■ **THE EXERCISE**:
Can you arrange all the rows below as a numbered list, leaving out any blank lines?

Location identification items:
......

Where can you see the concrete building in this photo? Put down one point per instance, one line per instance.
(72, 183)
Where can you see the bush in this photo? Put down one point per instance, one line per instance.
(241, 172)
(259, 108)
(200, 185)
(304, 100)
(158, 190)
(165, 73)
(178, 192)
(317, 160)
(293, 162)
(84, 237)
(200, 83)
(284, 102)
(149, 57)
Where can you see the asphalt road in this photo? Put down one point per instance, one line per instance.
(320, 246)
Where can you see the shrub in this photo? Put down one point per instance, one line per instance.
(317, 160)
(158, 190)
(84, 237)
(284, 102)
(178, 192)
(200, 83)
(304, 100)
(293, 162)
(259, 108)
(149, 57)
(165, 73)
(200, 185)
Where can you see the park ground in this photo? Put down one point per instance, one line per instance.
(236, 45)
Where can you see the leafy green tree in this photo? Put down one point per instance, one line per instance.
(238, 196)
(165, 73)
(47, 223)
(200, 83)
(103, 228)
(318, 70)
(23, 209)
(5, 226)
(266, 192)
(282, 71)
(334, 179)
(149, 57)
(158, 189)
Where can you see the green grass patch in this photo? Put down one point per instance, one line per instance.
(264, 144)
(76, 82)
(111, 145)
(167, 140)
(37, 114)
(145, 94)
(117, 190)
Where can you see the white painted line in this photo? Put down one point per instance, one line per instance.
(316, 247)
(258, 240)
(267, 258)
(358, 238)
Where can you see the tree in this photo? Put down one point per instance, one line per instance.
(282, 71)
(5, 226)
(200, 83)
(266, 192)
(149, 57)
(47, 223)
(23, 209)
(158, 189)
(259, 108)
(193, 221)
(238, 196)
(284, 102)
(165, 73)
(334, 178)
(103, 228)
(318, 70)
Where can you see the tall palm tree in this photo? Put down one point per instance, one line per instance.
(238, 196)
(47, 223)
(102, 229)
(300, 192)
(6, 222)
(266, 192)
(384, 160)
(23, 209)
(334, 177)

......

■ **EXERCISE ANSWER**:
1. Where can you see the concrete building in this photo? Put down one point per instance, one line per instance.
2. (72, 183)
3. Where can you see the bush in this photo? Put down one point per instance, one line per instance.
4. (241, 172)
5. (259, 108)
6. (200, 185)
7. (304, 100)
8. (158, 190)
9. (165, 73)
10. (178, 192)
11. (317, 160)
12. (293, 162)
13. (84, 237)
14. (200, 83)
15. (284, 102)
16. (149, 57)
17. Where can you see the asphalt road in this photo? Put down one point per instance, one line per instance.
18. (320, 246)
19. Where can you see the shrub in this photo? Put down one point per instance, one line per instance.
20. (317, 160)
21. (158, 190)
22. (84, 237)
23. (284, 102)
24. (178, 192)
25. (200, 83)
26. (304, 100)
27. (293, 162)
28. (259, 108)
29. (149, 57)
30. (165, 73)
31. (200, 185)
32. Where can you see the park ground in this photo? Put down one point per instance, one line per instance.
33. (236, 45)
34. Where can you see the leafy green tree in this photo? Put down one point per instance, one line per instance.
35. (238, 196)
36. (165, 73)
37. (47, 223)
38. (200, 83)
39. (103, 228)
40. (318, 70)
41. (23, 209)
42. (5, 226)
43. (266, 192)
44. (282, 71)
45. (334, 179)
46. (149, 57)
47. (158, 189)
48. Where can you see the green grass patch in this photo? Put down one point per instance, one line per instance.
49. (264, 144)
50. (76, 82)
51. (111, 145)
52. (167, 140)
53. (37, 114)
54. (145, 94)
55. (117, 190)
56. Where can you see the white painted line in this photo? Put down one point per instance, one line per instance.
57. (316, 247)
58. (258, 240)
59. (267, 258)
60. (358, 238)
61. Where can you see the tree in this photo? Put down one point per instance, one line per instance.
62. (282, 71)
63. (5, 226)
64. (200, 83)
65. (266, 192)
66. (149, 57)
67. (47, 223)
68. (23, 209)
69. (158, 189)
70. (259, 108)
71. (193, 221)
72. (238, 196)
73. (284, 102)
74. (165, 73)
75. (334, 178)
76. (103, 228)
77. (318, 70)
78. Where can you see the tall palm tree in this photo? Put down one point per instance, one line per instance.
79. (238, 196)
80. (47, 223)
81. (102, 229)
82. (300, 192)
83. (6, 222)
84. (266, 192)
85. (384, 160)
86. (23, 209)
87. (334, 177)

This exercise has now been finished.